PROBLEM 1:
In the article on the County Championship, how many matches does each side play in a season?
PROBLEM 2:
Retype the article on the County Championship, everything from "County Championship fixture" down to "into a season.".
PROBLEM 3:
List every question in the bulleted list near the start of the article on the County Championship.

Burning questions for England: Is the County Championship fit for purpose?
With England's loss in the third and final Test against the West Indies - taking them to a 1-0 series defeat - comes the repeated questions over another failure:
- How can the side's young batters rectify their batting techniques?
- Will Joe Root remain as captain?
- Is the County Championship fit for purpose?
- Who will be the next coach?
- What to do next with Stuart Broad and James Anderson?
Their domestic first-class set-up does the national side no favors, and is arguably a factor in waning batting techniques at the Test level. Known as the County Championship, it has been marginalized to the bookends of the English summer, and begins next week.
Matches are often played in April, May and September when pitches are at their greenest and most treacherous.
Getting more first-class cricket matches at the heart of the summer is important to produce better pitches. It will give batters a helping hand in developing Test-match worthy techniques.
But the financial and commercial position of the English Cricket Board (ECB) doesn't permit a master solution.
The County Championship has always been a breeding ground for English batters, most notably by letting cricketers learn how to defend.
But batting techniques in the England Test side have become more and more scrutinized as they register a suite of batting collapses - most notably in their recent tours to the West Indies and Australia.
Concern over techniques begins with players not developing properly due to the emergence of white-ball cricket. The County Championship's important and historic apprenticeship is falling away as conditions get tougher and alternate opportunities with the white ball present themselves.
The Professional Cricketers' Association's director of cricket Daryl Mitchell admitted that certain players don't view the County Championship as worthy.
"I don't think we've got as many players who are prepared to bat for a day for a hundred and grind out an innings," he said speaking to Wisden Cricket Monthly. "The focus on T20 cricket has taken a little bit away from batting technique and mindset (to the longer formats of the game)."
He added that batting has become more difficult regardless.
"When I first started (playing) every opening bowler tried to swing the ball away and nick you off and you could leave probably the first 60, 70, 80 per cent of deliveries. Now bowlers bowl wobble-seam and down a fourth stump line and it makes life more difficult at the top of the order," he continued.
County Championship fixture balance: How many matches is enough?
The Wisden Cricket Weekly podcast previously flagged that across 18 counties there may be too many matches, and therefore batters' innings, to squeeze into a season.
The season is now played in two divisions, leaving each side with 14 matches to play - seven away and seven at home.
It is thought that fewer games would place more value on each innings for a batter, with fewer opportunities to impress for higher honors. Fewer fixtures would also result in added preparation time for each side ahead of each match.
In Australia's Sheffield Shield, all six state sides always have around a week between four-day matches, but they too face the same sechudling problems in the face of T20 and one-day cricket.
Other innovations such as implementing the use of the Kookaburra ball in England ahead of the Australian tour (as the Australians have done with a Duke ball in the Shield) may improve overseas fortunes.
But its a tough balance between the County Championship's objectives; produce English cricketers, ensure the survival of the game's longer formats, cater for 18 individual counties vying for trophies, and commercial and financial incentives for the ECB.
The ECB plans to host live streams of every match on its website and app, with daily highlights too.
"You've got to try and understand what the purpose of county cricket is, and producing cricketers for England is certainly one of those purpose, but you've also got 18 individual businesses that are trying to win trophies. And you've got broadcasters which ultimately finance pretty much everything in the game," Mitchell continued.
Coming out of the pandemic, the million-pound plus figure on each county's balance sheet has become vitally important in keeping the league alive at all.
England will host New Zealand next for a three-Test series in June, before a re-scheduled one-off Test match against India in July and a three-match series against South Africa in August-September.

EXERCISE DATA:
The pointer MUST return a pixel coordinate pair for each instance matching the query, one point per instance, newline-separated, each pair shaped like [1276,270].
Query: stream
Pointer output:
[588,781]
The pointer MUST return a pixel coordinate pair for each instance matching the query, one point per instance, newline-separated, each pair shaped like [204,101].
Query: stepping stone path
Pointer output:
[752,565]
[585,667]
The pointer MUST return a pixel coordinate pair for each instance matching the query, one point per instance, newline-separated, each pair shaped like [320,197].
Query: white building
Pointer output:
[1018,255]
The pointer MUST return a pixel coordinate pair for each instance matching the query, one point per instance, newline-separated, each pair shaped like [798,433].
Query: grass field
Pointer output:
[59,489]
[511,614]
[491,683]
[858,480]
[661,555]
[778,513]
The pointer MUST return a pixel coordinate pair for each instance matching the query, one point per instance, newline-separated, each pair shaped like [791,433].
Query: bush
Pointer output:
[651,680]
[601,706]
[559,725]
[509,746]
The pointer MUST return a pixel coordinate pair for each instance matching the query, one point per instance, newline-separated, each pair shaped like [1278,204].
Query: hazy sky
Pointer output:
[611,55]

---

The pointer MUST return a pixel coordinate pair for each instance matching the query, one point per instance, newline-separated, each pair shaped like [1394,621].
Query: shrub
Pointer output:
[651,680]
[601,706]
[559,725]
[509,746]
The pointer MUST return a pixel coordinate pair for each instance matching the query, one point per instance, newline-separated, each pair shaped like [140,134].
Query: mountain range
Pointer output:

* * *

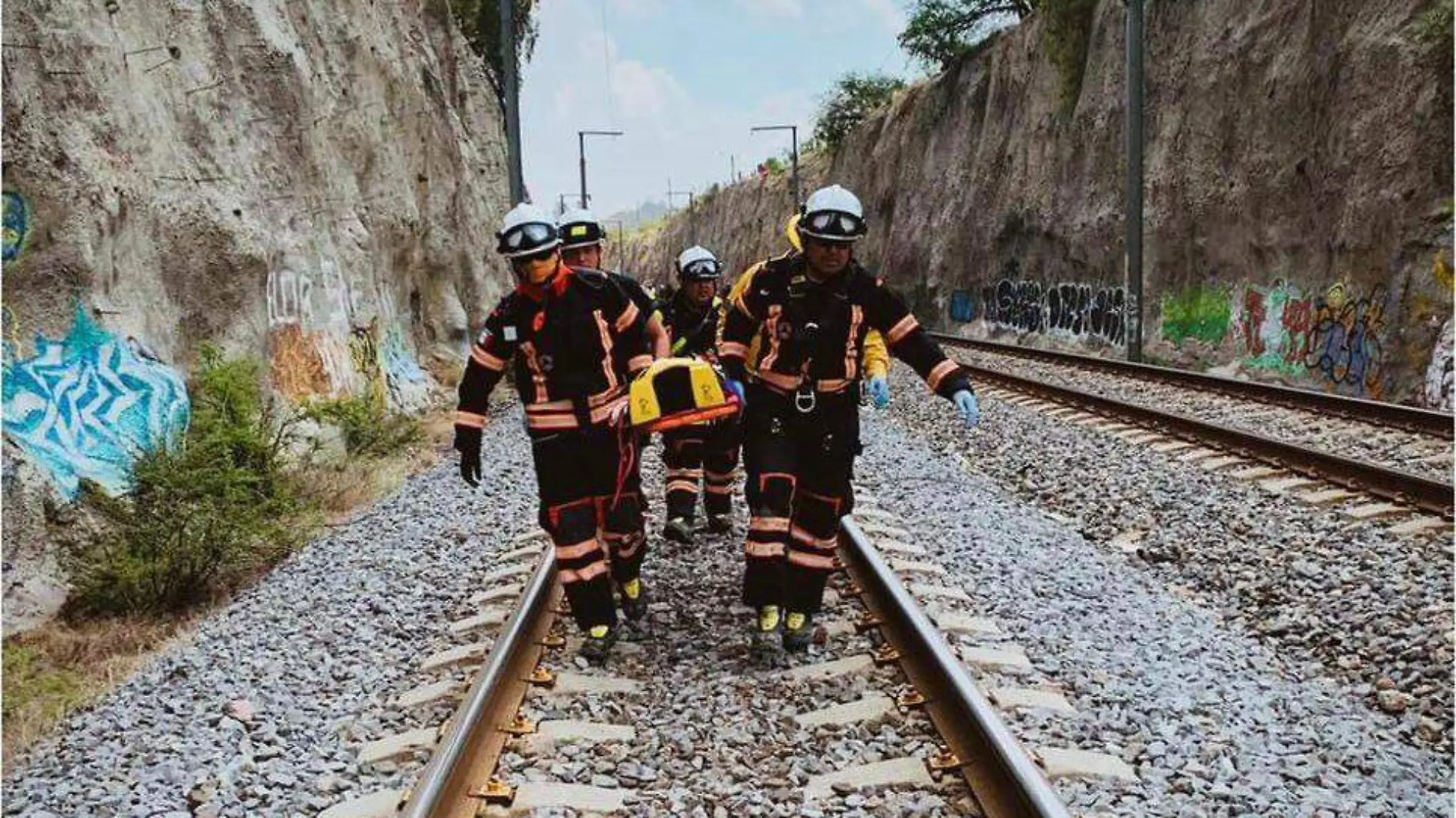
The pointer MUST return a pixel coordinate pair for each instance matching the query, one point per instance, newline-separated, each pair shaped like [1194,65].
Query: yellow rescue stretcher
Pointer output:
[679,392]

ANSWER 1:
Each side plays 14 matches, seven away and seven at home.

ANSWER 2:
County Championship fixture balance: How many matches is enough?
The Wisden Cricket Weekly podcast previously flagged that across 18 counties there may be too many matches, and therefore batters' innings, to squeeze into a season.

ANSWER 3:
- How can the side's young batters rectify their batting techniques?
- Will Joe Root remain as captain?
- Is the County Championship fit for purpose?
- Who will be the next coach?
- What to do next with Stuart Broad and James Anderson?